**DATA SUPPLIED**.
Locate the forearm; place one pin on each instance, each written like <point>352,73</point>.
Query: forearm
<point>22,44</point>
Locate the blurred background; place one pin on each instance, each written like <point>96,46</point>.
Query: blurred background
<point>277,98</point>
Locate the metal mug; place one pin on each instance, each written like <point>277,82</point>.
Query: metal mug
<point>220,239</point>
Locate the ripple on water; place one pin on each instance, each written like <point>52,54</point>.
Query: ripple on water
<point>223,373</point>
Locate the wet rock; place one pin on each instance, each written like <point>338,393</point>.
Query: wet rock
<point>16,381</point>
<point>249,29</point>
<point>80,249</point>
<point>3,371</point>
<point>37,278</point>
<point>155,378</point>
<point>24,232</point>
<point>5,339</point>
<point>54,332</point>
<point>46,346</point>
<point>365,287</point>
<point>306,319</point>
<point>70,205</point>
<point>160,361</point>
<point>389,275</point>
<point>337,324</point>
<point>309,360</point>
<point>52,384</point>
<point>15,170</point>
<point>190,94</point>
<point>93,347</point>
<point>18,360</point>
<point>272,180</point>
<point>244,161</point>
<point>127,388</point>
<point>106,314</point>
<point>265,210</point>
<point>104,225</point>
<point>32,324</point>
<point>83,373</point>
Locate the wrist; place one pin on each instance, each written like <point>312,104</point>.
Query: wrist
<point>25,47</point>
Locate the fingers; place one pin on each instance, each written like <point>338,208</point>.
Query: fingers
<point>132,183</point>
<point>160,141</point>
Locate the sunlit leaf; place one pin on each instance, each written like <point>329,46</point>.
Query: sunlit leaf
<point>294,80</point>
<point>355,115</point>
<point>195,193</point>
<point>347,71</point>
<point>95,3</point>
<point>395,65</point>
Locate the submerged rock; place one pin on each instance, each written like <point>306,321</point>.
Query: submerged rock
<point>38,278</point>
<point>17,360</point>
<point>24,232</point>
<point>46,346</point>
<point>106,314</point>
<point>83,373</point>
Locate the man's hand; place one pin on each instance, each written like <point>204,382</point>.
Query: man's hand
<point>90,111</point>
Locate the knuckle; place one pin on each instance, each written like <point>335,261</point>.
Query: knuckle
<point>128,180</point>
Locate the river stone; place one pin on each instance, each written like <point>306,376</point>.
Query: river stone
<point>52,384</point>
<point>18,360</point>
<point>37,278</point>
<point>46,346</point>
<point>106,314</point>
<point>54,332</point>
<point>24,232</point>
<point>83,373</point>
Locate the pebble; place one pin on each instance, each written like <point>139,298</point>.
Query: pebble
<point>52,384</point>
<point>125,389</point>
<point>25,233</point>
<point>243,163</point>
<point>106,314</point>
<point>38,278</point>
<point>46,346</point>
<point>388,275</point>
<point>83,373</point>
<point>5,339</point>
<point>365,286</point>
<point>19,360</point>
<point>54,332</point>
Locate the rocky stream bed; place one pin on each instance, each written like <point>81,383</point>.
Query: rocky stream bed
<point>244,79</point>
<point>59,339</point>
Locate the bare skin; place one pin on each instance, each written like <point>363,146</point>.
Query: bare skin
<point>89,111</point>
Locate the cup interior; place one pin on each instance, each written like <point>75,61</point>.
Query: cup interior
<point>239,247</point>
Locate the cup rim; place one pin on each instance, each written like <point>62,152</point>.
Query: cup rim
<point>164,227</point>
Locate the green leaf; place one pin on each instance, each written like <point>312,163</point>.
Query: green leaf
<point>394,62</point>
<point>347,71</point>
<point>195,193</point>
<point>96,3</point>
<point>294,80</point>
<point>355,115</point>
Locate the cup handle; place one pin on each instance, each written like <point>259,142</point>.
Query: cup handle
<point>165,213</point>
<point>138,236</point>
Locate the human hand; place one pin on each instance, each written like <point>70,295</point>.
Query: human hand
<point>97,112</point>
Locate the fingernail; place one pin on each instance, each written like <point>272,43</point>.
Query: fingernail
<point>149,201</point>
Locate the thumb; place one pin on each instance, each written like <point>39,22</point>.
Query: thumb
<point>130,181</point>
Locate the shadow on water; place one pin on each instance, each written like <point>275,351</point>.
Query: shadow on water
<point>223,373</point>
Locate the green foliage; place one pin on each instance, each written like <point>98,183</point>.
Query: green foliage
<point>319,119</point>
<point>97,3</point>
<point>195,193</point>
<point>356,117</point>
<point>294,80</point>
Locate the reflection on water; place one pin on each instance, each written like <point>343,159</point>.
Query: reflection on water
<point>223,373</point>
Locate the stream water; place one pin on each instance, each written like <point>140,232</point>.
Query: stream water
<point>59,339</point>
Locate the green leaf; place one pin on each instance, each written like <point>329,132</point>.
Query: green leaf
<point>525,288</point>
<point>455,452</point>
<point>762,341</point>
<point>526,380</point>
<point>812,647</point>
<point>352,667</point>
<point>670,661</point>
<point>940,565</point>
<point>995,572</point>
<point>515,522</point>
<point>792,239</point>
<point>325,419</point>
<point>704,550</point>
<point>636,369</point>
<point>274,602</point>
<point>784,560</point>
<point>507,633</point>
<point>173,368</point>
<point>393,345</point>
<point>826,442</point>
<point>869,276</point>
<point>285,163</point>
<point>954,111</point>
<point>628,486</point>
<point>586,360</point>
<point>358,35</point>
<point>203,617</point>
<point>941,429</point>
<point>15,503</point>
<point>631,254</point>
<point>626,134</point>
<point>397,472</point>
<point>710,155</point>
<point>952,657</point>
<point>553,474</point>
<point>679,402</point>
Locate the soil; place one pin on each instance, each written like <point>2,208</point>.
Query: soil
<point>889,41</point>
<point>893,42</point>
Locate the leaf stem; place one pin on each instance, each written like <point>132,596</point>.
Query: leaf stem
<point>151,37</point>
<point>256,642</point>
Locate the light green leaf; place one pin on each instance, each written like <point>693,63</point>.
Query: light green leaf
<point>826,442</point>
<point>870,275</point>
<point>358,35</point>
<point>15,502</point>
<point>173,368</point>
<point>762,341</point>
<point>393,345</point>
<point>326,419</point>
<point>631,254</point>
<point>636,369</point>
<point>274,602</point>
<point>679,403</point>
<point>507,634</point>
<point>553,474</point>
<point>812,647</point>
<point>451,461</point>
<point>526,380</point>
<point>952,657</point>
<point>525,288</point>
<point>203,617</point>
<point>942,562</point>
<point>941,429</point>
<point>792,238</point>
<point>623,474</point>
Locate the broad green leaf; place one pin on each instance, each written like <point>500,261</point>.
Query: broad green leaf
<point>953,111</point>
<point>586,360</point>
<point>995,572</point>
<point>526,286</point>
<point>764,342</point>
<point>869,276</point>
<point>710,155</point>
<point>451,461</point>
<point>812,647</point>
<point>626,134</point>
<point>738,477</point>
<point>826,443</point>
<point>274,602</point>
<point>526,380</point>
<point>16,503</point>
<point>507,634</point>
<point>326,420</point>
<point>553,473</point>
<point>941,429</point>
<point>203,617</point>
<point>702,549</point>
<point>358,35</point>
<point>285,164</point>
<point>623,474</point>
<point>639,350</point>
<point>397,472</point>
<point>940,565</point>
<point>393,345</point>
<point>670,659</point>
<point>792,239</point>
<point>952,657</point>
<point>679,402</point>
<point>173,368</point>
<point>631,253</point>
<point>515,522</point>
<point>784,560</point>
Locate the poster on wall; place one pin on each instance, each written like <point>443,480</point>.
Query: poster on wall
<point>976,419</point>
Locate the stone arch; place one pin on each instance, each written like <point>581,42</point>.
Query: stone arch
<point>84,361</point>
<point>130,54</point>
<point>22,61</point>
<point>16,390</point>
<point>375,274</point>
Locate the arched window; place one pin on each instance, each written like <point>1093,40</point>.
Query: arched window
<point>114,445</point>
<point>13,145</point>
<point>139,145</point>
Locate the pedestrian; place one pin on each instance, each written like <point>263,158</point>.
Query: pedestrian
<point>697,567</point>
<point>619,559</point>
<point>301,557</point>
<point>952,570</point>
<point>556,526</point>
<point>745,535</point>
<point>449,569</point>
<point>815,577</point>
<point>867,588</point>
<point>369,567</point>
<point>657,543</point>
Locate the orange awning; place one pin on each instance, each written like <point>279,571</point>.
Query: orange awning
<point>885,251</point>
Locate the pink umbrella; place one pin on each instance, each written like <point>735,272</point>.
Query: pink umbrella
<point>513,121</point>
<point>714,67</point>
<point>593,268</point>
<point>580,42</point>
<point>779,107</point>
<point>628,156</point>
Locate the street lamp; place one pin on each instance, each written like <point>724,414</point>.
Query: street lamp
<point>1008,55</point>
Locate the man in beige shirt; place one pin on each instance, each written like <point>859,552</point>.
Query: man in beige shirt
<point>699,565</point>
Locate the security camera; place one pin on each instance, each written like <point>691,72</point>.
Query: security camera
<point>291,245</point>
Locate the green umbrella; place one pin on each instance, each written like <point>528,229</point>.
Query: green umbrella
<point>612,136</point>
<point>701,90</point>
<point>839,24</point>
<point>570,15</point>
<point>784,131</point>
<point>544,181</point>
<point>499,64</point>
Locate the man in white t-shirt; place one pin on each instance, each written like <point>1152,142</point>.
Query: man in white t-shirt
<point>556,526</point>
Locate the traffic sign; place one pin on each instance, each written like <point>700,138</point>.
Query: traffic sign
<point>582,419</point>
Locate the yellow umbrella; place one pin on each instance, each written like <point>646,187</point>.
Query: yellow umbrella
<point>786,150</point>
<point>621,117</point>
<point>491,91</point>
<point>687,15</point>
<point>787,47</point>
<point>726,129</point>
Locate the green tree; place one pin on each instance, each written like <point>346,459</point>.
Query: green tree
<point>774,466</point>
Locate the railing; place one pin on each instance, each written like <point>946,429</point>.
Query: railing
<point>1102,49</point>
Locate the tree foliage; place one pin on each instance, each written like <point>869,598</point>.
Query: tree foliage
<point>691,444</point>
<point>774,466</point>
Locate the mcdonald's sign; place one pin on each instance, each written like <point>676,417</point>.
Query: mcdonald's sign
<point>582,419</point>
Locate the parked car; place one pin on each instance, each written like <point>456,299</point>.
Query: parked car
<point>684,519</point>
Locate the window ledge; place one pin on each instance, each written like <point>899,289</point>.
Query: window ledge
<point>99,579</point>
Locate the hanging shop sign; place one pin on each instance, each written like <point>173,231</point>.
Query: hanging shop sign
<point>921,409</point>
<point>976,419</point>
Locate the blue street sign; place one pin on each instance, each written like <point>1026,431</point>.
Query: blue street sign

**GIVEN PROBLEM**. Replace "forearm" with "elbow" in the lines of the material starting with its first line and going on through the line with "<point>277,98</point>", both ends included. Give back only those lines, with nothing else changed.

**EXERCISE OUTPUT**.
Locate the elbow; place one pin on each instance, each written like <point>352,73</point>.
Query: elbow
<point>22,44</point>
Locate the blurred background; place one pin on each instance, each written like <point>96,46</point>.
Query: blurred background
<point>277,98</point>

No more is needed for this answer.